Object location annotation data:

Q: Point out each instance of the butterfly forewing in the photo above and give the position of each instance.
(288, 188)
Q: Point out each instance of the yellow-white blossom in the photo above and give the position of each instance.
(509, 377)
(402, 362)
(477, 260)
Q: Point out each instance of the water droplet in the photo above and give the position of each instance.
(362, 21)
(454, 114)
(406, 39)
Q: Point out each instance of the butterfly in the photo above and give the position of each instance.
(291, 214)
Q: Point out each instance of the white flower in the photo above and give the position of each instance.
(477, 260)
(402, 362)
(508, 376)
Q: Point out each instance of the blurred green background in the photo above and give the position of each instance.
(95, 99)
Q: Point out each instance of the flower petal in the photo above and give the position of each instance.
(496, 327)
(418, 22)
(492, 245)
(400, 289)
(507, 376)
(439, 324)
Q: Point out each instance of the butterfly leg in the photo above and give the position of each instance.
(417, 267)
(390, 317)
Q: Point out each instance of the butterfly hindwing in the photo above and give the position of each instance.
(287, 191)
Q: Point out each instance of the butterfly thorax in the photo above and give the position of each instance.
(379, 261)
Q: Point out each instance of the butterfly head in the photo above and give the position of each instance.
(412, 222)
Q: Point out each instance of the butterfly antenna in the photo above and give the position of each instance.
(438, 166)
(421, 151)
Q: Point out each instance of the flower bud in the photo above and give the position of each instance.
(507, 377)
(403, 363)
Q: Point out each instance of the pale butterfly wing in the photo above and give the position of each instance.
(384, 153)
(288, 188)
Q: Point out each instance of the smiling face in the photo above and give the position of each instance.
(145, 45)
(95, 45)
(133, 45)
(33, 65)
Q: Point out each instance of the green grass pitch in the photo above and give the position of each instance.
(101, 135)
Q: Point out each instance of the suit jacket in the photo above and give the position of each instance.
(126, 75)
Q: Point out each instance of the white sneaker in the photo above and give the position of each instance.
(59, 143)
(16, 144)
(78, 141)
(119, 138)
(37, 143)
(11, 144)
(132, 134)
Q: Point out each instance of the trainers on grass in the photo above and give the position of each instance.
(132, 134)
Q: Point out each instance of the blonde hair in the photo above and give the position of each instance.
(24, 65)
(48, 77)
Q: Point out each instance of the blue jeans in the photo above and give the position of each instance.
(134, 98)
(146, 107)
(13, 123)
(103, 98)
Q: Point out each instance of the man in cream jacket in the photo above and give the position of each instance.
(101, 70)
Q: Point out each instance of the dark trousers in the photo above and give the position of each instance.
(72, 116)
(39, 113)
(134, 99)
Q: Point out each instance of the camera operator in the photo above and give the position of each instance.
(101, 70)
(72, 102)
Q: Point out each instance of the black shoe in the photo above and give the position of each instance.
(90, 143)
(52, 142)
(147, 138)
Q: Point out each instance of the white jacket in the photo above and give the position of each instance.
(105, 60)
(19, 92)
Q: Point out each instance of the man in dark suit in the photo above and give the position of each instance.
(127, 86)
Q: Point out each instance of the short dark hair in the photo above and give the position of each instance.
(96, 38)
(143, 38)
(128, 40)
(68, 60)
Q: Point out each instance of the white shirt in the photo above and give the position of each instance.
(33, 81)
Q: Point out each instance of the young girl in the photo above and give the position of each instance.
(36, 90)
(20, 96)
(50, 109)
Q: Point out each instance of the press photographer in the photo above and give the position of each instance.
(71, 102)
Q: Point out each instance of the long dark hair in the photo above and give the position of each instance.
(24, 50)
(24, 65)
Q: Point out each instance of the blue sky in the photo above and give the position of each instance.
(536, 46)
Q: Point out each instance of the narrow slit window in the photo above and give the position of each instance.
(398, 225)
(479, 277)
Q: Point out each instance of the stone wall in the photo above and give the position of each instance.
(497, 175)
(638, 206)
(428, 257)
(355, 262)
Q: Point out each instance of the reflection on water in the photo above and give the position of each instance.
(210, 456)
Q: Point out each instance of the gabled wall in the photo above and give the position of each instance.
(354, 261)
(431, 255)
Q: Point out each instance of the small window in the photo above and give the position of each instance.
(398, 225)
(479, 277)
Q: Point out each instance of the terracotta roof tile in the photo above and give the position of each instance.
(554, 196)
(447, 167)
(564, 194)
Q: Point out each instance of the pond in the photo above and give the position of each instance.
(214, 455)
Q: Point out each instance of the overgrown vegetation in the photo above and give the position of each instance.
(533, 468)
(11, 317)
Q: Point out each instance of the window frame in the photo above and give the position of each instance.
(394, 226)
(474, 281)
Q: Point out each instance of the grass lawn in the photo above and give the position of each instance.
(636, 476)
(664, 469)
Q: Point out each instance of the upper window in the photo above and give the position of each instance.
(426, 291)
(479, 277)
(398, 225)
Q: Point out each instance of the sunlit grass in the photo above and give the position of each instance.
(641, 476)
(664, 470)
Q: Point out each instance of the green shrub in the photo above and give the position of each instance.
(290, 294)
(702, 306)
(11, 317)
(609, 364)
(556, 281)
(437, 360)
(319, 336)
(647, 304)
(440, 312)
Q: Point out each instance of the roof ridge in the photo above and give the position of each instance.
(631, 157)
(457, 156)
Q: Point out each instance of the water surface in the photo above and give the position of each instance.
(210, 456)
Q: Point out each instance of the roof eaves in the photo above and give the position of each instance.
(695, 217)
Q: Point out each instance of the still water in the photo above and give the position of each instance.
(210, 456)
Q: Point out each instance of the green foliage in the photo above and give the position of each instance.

● **EXERCISE BRIEF**: Repeat the records above exactly.

● **EXERCISE RESULT**:
Q: Point out each instance of the butterfly forewing in the photo above and give the position of each instance.
(288, 188)
Q: Point out each instance of the yellow-white blossom in the photo above and give the position of each instance.
(509, 377)
(402, 362)
(477, 260)
Q: Point out each instance of the water droplet in the photo above and give the position of each instance.
(362, 21)
(454, 114)
(406, 39)
Q: Point out each instance of the butterfly in the photo above and give the position of each instance.
(291, 214)
Q: Point out each instance of the white flower in the photo above and give the position of each instance.
(477, 260)
(402, 362)
(508, 376)
Q: Point out each instance of the blurred green background in the photo above and give the position of each instance.
(95, 99)
Q: Point out each instance of the flower petal in the photo above and give the position of each instance.
(496, 327)
(418, 22)
(492, 245)
(400, 289)
(507, 376)
(439, 324)
Q: Point out each instance of the butterfly leg in the photo above and give the position of each instance.
(417, 267)
(390, 317)
Q: Point out each instance of the butterfly hindwing in the photo above and give the position of each instance.
(287, 191)
Q: Point out each instance of the butterfly thorax in the photo above and give the position of each instance.
(379, 261)
Q: Point out each instance of the butterfly head in the photo above and give the position of each instance.
(412, 222)
Q: Point out each instance of the butterfly antenna in the photo above and give the position of each instance.
(438, 166)
(421, 151)
Q: Point out each instance of the flower bud in the photo above and give the position of each instance.
(507, 377)
(403, 363)
Q: Point out each instance of the pale butterfly wing in the photo above and give the position of each instance.
(384, 153)
(288, 188)
Q: Point out each instance of the smiling face in the photo above and give the position of each instance.
(145, 45)
(95, 45)
(133, 45)
(33, 65)
Q: Point out each instance of the green grass pitch in the photo above and give the position of each instance.
(101, 135)
Q: Point out each instance of the suit jacket in the photo above and give the position of each instance.
(126, 75)
Q: Point out each instance of the white sneaker in the photo above and give the position of each instance.
(59, 143)
(16, 144)
(78, 141)
(119, 138)
(37, 143)
(11, 144)
(132, 134)
Q: Point out each instance of the trainers on grass in the photo above and give the position of each instance.
(132, 134)
Q: Point out each instance of the blonde hair in the photo above and give the position of each instance.
(24, 65)
(48, 77)
Q: Point out each instance of the blue jeans in the photo above and give the position of each instance.
(134, 98)
(146, 107)
(13, 123)
(103, 98)
Q: Point out each instance of the man in cream jacket in the photo above and give the position of each instance.
(101, 70)
Q: Point out each instance of the dark trousers in the photo above and give the position of each instance.
(72, 116)
(39, 113)
(134, 99)
Q: Point out each instance of the camera operator in the photo above and give the position of each instance.
(101, 70)
(72, 102)
Q: Point out each instance of the black shoe in the photo above and give the position of each instance.
(90, 143)
(52, 142)
(147, 138)
Q: Point out each instance of the white jacket in the photo above and give the position of each instance.
(105, 60)
(19, 92)
Q: Point out each instance of the man in dark suit in the photo above and give the position of each instance.
(127, 86)
Q: Point out each instance of the short dark hair in the photo above and give the position of each instance.
(96, 38)
(143, 38)
(128, 40)
(68, 60)
Q: Point out each instance of the white shirt in the photo above and give the position of each instance.
(33, 81)
Q: Point out each instance of the young girl in the photo above and give the position of each instance.
(36, 90)
(20, 96)
(50, 109)
Q: Point out each instance of the press photographer in the photo above and give the position of each instance.
(71, 102)
Q: Point out each instance of the long dark hair in the photo above and give the position of each instance.
(24, 50)
(24, 65)
Q: Point out each instance of the blue sky in the photo above and give the position of each instance.
(536, 46)
Q: Point out each instance of the narrow slit window in the photo above and give the position of each instance.
(398, 225)
(479, 277)
Q: Point out each instance of the stone wall in the photo above and give the position of each instance.
(497, 175)
(638, 206)
(428, 257)
(355, 262)
Q: Point out each instance of the reflection on water in the photo above and give the position of each instance.
(210, 456)
Q: Point out each instance of the gabled wall in the photo above and give the position of each instance.
(354, 261)
(431, 255)
Q: Point out each instance of the small window in the photo above and give the position of each instance.
(398, 225)
(479, 277)
Q: Point out each instance of the terracotta roof tile in the photo above and give the position of each instance.
(554, 196)
(447, 167)
(564, 194)
Q: Point out each instance of the pond in the photo above and give the position of each instance.
(214, 455)
Q: Point out each instance of the overgrown vegetation in the photo above and give the position of each instance.
(533, 468)
(11, 317)
Q: Point out each instance of the window frame in the photo above and give the position of each instance.
(394, 226)
(474, 281)
Q: Point out each instance of the grass lawn in the photo above and give the position of each instance.
(636, 476)
(664, 469)
Q: Point out each instance of the upper window in the photo above and give the position of each instance.
(426, 291)
(479, 277)
(398, 225)
Q: Point out each instance of the sunlit grass in the photo above and give the position of each instance.
(641, 476)
(664, 470)
Q: Point out each instance of the green shrub in the photo above and give the position of each instance.
(290, 294)
(702, 306)
(11, 317)
(609, 364)
(556, 281)
(437, 360)
(319, 336)
(647, 304)
(440, 312)
Q: Point out each instance of the roof ridge in the photo above and give the position of each instance.
(631, 157)
(457, 156)
Q: Point out each instance of the water surface in the photo above and give the position of each instance.
(210, 456)
Q: Point out each instance of the roof eaves in the photo above and give the position of each instance.
(695, 217)
Q: Point out each instance of the still water in the photo above and give the position of each instance.
(210, 456)
Q: Point out each instance of the green foliage in the photo above and give the position of each instance.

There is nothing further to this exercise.